Items stored from a collection:
* BEGIN *

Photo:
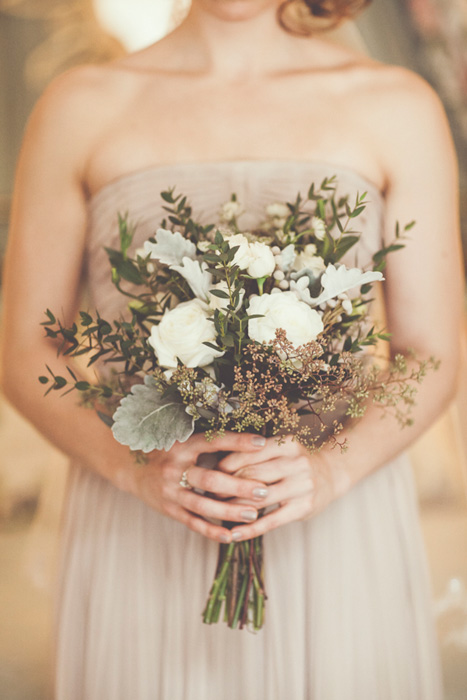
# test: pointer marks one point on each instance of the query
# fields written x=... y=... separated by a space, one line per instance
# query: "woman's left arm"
x=423 y=296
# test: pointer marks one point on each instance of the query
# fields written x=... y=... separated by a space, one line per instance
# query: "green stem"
x=217 y=585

* END *

Short problem
Reproduce every row above line for line, without any changes, but omit the pictures.

Reply
Photo:
# test: pointer marks one point on each instance of the query
# fields written x=... y=... separated by a space, one line per instance
# query: "woman's left arm"
x=423 y=296
# test: pointer marks one point on each instance of the query
# fields written x=... y=... separated by a space, one line per instance
# query: "green stem"
x=217 y=585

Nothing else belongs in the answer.